··· 課題用データ

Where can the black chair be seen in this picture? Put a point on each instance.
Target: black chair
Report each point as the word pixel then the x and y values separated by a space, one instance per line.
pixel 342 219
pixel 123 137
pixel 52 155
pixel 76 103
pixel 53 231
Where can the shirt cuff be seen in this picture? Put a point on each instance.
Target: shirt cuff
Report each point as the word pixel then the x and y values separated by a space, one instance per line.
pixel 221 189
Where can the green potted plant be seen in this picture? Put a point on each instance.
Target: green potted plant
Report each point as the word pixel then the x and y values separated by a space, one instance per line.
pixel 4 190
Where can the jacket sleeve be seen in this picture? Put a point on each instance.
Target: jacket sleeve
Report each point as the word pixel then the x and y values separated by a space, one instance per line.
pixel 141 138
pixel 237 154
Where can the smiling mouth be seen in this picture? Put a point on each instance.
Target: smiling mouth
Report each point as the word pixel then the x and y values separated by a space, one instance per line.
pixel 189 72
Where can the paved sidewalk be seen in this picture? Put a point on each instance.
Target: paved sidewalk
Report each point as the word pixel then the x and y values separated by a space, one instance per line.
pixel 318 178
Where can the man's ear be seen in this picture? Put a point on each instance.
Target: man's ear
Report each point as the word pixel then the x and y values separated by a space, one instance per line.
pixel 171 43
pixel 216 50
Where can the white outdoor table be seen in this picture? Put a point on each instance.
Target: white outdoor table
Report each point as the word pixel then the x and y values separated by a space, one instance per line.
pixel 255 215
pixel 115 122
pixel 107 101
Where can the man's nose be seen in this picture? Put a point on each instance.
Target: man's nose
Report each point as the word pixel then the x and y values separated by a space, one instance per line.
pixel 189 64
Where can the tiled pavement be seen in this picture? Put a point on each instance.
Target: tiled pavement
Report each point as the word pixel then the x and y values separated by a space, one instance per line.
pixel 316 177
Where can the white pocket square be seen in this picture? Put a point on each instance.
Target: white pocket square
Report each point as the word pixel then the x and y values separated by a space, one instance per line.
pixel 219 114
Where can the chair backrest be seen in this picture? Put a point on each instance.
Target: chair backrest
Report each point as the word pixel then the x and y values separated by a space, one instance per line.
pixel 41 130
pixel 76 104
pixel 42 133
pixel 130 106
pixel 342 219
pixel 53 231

······

課題の要件
上の行をすべて、promptとcompletionの2列からなるCSVに変換してください。1件ごとに1レコードとし、本文と解答をそれぞれ引用符で囲んだ1つのフィールドに収め、改行は空白に置き換えてください。

完了した課題
prompt,completion
"Where can the black chair be seen in this picture? Put a point on each instance. Target: black chair Report each point as the word pixel then the x and y values separated by a space, one instance per line.","pixel 342 219 pixel 123 137 pixel 52 155 pixel 76 103 pixel 53 231"
"Where can the shirt cuff be seen in this picture? Put a point on each instance. Target: shirt cuff Report each point as the word pixel then the x and y values separated by a space, one instance per line.","pixel 221 189"
"Where can the green potted plant be seen in this picture? Put a point on each instance. Target: green potted plant Report each point as the word pixel then the x and y values separated by a space, one instance per line.","pixel 4 190"
"Where can the jacket sleeve be seen in this picture? Put a point on each instance. Target: jacket sleeve Report each point as the word pixel then the x and y values separated by a space, one instance per line.","pixel 141 138 pixel 237 154"
"Where can the smiling mouth be seen in this picture? Put a point on each instance. Target: smiling mouth Report each point as the word pixel then the x and y values separated by a space, one instance per line.","pixel 189 72"
"Where can the paved sidewalk be seen in this picture? Put a point on each instance. Target: paved sidewalk Report each point as the word pixel then the x and y values separated by a space, one instance per line.","pixel 318 178"
"Where can the man's ear be seen in this picture? Put a point on each instance. Target: man's ear Report each point as the word pixel then the x and y values separated by a space, one instance per line.","pixel 171 43 pixel 216 50"
"Where can the white outdoor table be seen in this picture? Put a point on each instance. Target: white outdoor table Report each point as the word pixel then the x and y values separated by a space, one instance per line.","pixel 255 215 pixel 115 122 pixel 107 101"
"Where can the man's nose be seen in this picture? Put a point on each instance. Target: man's nose Report each point as the word pixel then the x and y values separated by a space, one instance per line.","pixel 189 64"
"Where can the tiled pavement be seen in this picture? Put a point on each instance. Target: tiled pavement Report each point as the word pixel then the x and y values separated by a space, one instance per line.","pixel 316 177"
"Where can the white pocket square be seen in this picture? Put a point on each instance. Target: white pocket square Report each point as the word pixel then the x and y values separated by a space, one instance per line.","pixel 219 114"
"Where can the chair backrest be seen in this picture? Put a point on each instance. Target: chair backrest Report each point as the word pixel then the x and y values separated by a space, one instance per line.","pixel 41 130 pixel 76 104 pixel 42 133 pixel 130 106 pixel 342 219 pixel 53 231"